Task prompt:
Reproduce the entries below line for line, without changing anything.

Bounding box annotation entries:
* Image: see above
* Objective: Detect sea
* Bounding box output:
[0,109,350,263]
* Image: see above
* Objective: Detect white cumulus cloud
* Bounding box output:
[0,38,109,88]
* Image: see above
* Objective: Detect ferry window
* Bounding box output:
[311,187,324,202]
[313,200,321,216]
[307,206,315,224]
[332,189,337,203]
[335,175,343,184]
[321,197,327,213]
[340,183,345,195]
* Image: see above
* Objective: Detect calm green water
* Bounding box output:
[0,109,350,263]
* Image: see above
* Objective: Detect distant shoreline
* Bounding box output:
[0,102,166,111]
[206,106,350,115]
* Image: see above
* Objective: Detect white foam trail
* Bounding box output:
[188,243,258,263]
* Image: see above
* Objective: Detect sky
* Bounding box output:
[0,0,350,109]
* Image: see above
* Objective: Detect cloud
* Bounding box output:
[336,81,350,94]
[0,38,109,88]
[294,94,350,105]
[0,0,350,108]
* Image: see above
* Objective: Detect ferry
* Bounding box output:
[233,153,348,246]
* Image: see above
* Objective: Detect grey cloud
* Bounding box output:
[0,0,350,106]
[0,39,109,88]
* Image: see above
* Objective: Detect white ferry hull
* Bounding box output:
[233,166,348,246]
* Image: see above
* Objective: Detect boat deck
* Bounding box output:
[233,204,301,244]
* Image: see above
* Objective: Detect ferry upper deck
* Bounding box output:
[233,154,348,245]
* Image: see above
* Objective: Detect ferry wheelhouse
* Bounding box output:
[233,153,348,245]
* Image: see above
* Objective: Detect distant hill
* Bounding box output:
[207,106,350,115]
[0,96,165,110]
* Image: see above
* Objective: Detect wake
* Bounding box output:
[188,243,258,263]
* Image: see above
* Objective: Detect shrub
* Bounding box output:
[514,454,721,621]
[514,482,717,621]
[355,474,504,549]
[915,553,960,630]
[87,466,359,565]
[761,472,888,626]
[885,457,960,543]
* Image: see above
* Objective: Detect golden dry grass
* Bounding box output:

Output for this exercise:
* Image: see above
* Objective: Detect sea
* Bounding box output:
[0,109,350,263]
* Image: see above
* Objective: Detect white cumulus cloud
* Bounding box output:
[0,38,109,88]
* Image: see above
* Objective: Detect ferry window
* Bounding box output:
[311,187,324,202]
[313,200,321,216]
[307,206,315,224]
[332,189,337,203]
[335,175,343,184]
[321,197,327,213]
[340,183,345,195]
* Image: see above
* Objective: Detect calm green water
* Bounding box output:
[0,109,350,263]
* Image: see above
* Objective: Detect distant shoreline
* Bounding box output:
[0,102,166,111]
[206,106,350,115]
* Image: see above
* Objective: Detect white foam trail
* Bounding box output:
[188,243,258,263]
* Image: see above
* Objective: Detect sky
* Bounding box output:
[0,0,350,109]
* Image: see above
* Objective: Detect cloud
* Bounding box output:
[336,81,350,94]
[0,38,109,88]
[294,94,350,105]
[0,0,350,108]
* Image: see above
* Objective: Detect ferry
* Bounding box output:
[233,153,348,246]
* Image: see above
* Objective: Detect grey cloud
* Bounding box output:
[0,0,350,106]
[0,39,109,88]
* Image: see above
* Objective: Detect white ferry hull
* Bounding box output:
[233,166,348,246]
* Image: see above
* Objective: Detect boat deck
* Bounding box output:
[233,204,301,244]
* Image: see above
* Objective: Detect ferry upper deck
* Bounding box output:
[233,154,348,245]
* Image: see above
* Objective: Detect ferry wheelhouse
* Bounding box output:
[233,153,348,245]
* Image: see above
* Objective: Detect distant hill
* Bounding box output:
[207,106,350,115]
[0,96,165,110]
* Image: see above
* Objective: Detect wake
* Bounding box output:
[188,243,258,263]
* Image: see above
* Objective: Detect shrub
* Bounding box output:
[514,454,721,621]
[514,482,717,621]
[355,474,504,549]
[915,553,960,630]
[87,466,359,565]
[761,472,888,626]
[885,457,960,543]
* Image: see above
* Objective: Detect golden dry grass
* Bounding box output:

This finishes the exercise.